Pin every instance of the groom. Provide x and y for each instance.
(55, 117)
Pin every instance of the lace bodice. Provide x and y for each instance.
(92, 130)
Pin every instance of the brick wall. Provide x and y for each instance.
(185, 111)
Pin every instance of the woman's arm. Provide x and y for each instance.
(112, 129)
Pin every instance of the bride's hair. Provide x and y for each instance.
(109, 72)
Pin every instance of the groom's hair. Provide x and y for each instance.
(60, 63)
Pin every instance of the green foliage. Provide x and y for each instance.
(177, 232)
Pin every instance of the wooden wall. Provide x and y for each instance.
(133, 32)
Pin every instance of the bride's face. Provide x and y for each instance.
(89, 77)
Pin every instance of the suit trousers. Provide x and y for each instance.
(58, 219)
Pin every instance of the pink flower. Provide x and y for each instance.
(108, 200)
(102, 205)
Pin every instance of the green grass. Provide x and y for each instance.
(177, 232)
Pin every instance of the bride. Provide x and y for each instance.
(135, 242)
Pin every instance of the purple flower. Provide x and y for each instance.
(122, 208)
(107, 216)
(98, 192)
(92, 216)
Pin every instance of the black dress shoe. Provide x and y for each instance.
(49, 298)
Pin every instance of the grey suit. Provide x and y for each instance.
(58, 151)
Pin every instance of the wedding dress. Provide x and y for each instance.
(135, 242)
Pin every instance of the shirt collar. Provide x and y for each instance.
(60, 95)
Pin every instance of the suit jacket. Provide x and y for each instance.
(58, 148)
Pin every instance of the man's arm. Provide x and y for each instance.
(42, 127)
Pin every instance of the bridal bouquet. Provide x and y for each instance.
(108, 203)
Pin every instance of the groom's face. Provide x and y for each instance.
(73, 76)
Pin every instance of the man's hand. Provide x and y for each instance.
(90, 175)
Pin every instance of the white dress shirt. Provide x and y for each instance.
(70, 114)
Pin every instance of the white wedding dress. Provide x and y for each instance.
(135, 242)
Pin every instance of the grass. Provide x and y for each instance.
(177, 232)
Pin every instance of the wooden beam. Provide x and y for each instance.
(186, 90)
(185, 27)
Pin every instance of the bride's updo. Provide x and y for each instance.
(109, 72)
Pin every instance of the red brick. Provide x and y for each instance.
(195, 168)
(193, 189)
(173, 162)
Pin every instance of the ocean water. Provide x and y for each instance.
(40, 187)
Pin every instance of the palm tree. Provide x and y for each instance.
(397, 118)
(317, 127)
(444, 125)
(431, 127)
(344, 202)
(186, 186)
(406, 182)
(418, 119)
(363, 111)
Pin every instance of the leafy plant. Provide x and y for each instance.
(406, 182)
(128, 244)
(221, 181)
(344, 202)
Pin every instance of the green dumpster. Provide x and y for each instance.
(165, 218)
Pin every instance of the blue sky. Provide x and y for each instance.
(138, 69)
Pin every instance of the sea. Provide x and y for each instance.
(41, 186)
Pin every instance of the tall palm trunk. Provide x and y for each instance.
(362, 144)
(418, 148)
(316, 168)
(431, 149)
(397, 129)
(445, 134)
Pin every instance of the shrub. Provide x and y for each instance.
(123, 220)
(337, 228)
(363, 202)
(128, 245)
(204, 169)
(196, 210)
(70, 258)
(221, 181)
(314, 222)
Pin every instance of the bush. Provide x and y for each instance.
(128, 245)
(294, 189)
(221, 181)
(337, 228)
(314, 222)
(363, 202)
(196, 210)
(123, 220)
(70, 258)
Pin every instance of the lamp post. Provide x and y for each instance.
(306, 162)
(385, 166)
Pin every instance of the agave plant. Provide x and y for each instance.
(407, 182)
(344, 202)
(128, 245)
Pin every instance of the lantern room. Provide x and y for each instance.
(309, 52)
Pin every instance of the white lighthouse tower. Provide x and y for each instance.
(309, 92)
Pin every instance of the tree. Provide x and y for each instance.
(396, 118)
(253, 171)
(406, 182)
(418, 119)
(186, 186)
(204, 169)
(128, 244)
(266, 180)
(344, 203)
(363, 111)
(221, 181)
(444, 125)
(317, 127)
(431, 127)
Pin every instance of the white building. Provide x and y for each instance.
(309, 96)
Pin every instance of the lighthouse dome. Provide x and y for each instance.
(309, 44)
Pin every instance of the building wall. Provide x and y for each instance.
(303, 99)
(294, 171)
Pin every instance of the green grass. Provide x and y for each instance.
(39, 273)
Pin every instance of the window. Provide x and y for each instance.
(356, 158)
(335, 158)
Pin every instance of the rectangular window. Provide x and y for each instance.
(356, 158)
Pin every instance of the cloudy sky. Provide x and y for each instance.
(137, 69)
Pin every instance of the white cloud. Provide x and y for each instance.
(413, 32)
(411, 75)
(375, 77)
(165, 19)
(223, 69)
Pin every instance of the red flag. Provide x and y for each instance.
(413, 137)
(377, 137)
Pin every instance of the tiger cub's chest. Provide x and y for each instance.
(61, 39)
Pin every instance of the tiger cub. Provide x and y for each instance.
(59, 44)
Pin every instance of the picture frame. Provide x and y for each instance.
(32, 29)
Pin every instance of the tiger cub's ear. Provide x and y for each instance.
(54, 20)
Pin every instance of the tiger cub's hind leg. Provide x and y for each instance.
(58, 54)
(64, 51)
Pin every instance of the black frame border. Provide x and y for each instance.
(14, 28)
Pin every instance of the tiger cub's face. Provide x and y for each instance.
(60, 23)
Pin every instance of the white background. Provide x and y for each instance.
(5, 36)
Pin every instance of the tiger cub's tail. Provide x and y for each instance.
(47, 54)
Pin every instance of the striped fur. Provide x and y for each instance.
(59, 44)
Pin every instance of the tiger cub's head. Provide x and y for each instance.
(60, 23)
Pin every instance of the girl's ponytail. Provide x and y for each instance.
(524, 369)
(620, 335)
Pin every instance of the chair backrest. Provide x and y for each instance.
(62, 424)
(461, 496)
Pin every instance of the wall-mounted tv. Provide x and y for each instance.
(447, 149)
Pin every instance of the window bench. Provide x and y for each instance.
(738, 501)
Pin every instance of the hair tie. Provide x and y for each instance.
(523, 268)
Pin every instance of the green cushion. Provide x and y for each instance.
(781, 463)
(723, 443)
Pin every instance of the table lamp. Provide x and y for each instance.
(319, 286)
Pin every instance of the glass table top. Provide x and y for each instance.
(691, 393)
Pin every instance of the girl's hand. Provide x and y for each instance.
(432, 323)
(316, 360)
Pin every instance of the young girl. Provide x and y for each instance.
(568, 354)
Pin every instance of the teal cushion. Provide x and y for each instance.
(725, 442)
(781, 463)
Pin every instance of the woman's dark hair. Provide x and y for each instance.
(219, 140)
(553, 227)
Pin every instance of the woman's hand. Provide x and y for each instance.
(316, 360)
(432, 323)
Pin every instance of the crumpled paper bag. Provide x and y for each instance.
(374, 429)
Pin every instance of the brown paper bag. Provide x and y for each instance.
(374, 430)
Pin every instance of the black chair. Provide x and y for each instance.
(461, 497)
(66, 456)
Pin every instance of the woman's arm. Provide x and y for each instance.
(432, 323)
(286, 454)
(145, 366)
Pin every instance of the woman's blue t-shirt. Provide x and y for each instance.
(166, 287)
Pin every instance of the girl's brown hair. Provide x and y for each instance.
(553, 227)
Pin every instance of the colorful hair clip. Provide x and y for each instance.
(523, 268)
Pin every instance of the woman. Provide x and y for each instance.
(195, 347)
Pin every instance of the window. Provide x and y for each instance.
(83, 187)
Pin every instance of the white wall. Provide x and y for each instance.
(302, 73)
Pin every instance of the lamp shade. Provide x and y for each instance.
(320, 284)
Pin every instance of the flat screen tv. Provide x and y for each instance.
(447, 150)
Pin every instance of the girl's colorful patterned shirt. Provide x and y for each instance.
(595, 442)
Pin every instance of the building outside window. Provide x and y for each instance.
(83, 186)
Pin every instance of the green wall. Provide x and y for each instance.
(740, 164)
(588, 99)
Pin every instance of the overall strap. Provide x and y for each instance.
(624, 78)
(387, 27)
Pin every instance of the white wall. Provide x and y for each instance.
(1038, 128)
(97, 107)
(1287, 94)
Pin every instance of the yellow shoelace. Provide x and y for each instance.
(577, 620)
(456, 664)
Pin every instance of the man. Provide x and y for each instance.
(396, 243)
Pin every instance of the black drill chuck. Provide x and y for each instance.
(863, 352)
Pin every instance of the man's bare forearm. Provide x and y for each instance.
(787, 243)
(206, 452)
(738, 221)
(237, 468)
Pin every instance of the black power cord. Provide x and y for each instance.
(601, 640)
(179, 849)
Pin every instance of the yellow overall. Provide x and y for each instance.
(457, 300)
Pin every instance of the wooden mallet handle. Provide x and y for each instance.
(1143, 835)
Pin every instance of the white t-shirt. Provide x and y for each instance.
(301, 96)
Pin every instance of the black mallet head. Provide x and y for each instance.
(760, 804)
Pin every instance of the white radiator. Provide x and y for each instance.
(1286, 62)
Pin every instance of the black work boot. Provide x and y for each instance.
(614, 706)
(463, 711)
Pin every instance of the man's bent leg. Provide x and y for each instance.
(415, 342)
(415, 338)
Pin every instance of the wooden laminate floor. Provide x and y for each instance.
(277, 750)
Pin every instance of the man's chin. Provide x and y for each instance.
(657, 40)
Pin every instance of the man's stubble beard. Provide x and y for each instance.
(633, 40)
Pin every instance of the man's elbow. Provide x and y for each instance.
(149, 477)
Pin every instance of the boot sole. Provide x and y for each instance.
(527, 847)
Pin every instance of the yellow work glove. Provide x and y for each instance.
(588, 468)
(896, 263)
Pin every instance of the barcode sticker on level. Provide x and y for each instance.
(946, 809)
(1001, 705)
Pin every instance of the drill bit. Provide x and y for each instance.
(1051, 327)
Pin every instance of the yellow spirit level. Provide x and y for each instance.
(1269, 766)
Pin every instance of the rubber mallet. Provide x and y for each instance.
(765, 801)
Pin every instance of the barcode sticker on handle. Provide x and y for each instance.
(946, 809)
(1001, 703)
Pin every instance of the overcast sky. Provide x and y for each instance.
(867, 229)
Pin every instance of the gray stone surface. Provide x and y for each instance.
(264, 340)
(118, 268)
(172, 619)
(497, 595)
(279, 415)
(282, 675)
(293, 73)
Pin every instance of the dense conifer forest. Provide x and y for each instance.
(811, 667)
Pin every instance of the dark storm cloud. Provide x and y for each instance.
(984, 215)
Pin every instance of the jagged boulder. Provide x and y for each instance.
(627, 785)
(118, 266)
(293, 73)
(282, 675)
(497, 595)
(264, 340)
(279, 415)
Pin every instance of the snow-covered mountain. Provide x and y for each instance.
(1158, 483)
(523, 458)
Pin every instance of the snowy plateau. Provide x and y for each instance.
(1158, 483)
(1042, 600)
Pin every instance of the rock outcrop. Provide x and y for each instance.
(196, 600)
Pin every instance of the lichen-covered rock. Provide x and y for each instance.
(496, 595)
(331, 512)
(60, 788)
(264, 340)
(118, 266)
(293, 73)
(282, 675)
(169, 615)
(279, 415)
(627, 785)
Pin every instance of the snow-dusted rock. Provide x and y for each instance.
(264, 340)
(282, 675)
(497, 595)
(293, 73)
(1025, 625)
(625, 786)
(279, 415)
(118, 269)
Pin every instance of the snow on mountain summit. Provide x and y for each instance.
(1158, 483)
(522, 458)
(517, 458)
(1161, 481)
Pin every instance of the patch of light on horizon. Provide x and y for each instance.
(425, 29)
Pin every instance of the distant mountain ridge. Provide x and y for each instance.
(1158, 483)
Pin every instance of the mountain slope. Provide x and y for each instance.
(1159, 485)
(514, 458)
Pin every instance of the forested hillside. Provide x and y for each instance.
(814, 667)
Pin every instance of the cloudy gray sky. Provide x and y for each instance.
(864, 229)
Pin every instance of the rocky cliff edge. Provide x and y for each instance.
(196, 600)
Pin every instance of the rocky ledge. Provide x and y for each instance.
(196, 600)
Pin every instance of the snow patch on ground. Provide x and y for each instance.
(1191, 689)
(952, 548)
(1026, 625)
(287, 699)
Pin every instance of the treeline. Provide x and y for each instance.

**WORK INSTRUCTIONS**
Rewrite the part of the material that opens with the line containing "Pin every instance of the forested" and runs through the end of the material, keeping every line, requests included. Multiply each coordinate in the answers by 2.05 and round to a whole number, with halves rounding up.

**ANSWER BELOW**
Pin every instance of the forested hillside. Provide x and y for each instance.
(1669, 1367)
Pin every instance of the cloudy gray sky. Provide x and y for each instance.
(1771, 469)
Pin every instance of the rocky cliff edge. Provide x and y for each instance.
(402, 1230)
Pin every instance of the rocky ledge. Provide x and y for each instance.
(402, 1230)
Pin every instance of the snow patch on ground. Provide x and y for each instance.
(2442, 1412)
(1952, 1123)
(2103, 1281)
(588, 1433)
Pin every instance of the treeline. Provide x and y for each instance.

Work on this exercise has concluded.